Exercise instructions: Update the records below, swapping each "largest circle" for "biggest circle" and changing nothing else.

***** Material supplied *****

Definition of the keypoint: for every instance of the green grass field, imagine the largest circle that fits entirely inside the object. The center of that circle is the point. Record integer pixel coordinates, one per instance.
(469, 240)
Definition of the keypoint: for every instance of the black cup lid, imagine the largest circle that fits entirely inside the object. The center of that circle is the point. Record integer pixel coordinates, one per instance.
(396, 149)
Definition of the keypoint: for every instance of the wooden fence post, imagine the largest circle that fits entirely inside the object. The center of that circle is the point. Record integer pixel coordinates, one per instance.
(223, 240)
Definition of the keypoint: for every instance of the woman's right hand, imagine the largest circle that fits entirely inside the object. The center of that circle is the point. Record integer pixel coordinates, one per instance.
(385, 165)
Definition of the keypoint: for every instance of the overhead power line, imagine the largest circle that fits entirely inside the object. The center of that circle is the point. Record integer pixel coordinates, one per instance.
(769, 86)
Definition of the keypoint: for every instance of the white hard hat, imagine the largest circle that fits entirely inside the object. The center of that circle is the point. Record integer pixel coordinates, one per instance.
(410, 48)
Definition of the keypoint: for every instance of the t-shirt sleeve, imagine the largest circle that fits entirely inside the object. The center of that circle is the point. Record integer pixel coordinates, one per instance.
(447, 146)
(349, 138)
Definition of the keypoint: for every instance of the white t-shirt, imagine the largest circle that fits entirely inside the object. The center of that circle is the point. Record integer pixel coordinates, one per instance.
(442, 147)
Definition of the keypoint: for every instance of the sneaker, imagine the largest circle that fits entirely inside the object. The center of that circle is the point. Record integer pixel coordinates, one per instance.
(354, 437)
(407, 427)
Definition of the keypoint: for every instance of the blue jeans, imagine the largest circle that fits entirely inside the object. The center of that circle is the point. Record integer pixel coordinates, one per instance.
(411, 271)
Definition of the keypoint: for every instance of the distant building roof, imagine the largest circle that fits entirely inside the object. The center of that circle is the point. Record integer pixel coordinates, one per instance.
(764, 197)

*****

Expected output:
Definition of the keypoint: for every instance of the green grass field, imagine the biggest circle that fits entirely inside the object. The center of that circle is the point. Record integer pixel coordinates, one per instance.
(469, 240)
Definition of the keypoint: for every instance of the black cup lid, imagine the biggest circle that fits entirely inside the object. The center of that circle is the point. Record integer pixel coordinates, one per instance.
(396, 149)
Definition of the keypoint: for every instance of the wooden fence post, imagine the biggest circle that fits entirely inside the object. The center of that circle is the point. Record integer pixel coordinates, one per instance.
(223, 240)
Definition of the keypoint: for every instance of the woman's right hand, imagine the biggest circle that fits entirely inside the object. The center of that circle is the point. Record integer pixel coordinates, one per instance.
(385, 165)
Definition of the keypoint: for every instance of the overhead power line, imagine the biggest circle that fits entirely inside the object. The center of that circle is the point. Record integer pixel coordinates, one per instance.
(769, 86)
Definition of the keypoint: for every instance of the white hard hat, imagine the biggest circle that fits entirely inside the object. The center of that circle is the point. Record integer pixel coordinates, one per instance.
(410, 48)
Definition of the keypoint: for every instance of the t-shirt sleeve, imagine the biggest circle that fits entirely inside the object. The center of that circle is the point. Record integer pixel coordinates, one per instance.
(447, 146)
(349, 138)
Definition of the keypoint: for every instance of the white t-shirt, imagine the biggest circle that fits entirely inside the object. The center of that circle is the point. Record integer pixel coordinates, one per instance.
(442, 147)
Definition of the keypoint: for every instance of the sneaker, imagine the biggest circle that fits entirely inside the object. The center of that circle is the point. Record integer pixel coordinates, one per instance.
(354, 437)
(407, 427)
Definition of the keypoint: for every instance of the blue jeans, imagine the biggest circle that fits entirely inside the object. The center of that circle is the point. Record integer pixel coordinates, one per instance.
(411, 271)
Definition of the keypoint: for every instance of the distant building roof, imagine the biggest circle that fits entirely inside the object. The center of that circle is the point. Record integer pixel coordinates, one per instance.
(764, 197)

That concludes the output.